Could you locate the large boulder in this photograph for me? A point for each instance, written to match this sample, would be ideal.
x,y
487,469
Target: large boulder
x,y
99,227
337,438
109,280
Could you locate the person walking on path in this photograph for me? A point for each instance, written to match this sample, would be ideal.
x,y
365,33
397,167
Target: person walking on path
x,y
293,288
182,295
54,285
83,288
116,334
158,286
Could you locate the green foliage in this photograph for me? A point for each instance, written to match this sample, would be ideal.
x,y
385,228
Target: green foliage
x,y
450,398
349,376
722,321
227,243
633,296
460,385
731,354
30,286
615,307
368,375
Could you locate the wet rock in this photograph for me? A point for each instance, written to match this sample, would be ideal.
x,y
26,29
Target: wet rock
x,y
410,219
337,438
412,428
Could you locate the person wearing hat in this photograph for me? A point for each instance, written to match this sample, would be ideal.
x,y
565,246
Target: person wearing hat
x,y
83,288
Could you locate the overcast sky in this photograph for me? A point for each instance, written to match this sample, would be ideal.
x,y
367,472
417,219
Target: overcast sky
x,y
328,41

[DIRECTIVE]
Could you reproduce all of the items above verbatim, line for line?

[TASK OUTPUT]
Could you locate the large boulder in this photograph for me? A point for each instance, written to match this sample, would be ideal.
x,y
487,469
Target: large boulder
x,y
99,227
337,438
109,280
Could you locate the person walking on path in this photograph for me? A point for each instance, written to match this sample, would be ideal.
x,y
365,33
397,167
Target: person walking on path
x,y
293,288
182,295
54,285
83,288
116,334
158,286
Could you locate the green foliage in this photograph for me? A point for each instance, written to match this sample, would be ideal.
x,y
385,228
Target: green foliage
x,y
450,398
349,376
722,321
227,243
633,296
460,385
731,354
30,286
615,307
368,375
Could you locate the wet rock in this photograph for me? A point for each instance, written to match this sample, would be ideal.
x,y
26,29
Target: wet rock
x,y
410,219
337,438
412,428
Could you locate the person wearing hat in this photograph for me? A point for each instance, written to match this sample, would be ideal.
x,y
565,246
Target: person wearing hat
x,y
83,288
Could you locate the overcast sky in this photograph for me? A point for each instance, written to match this sample, would be ideal.
x,y
367,472
417,219
Target: overcast sky
x,y
328,41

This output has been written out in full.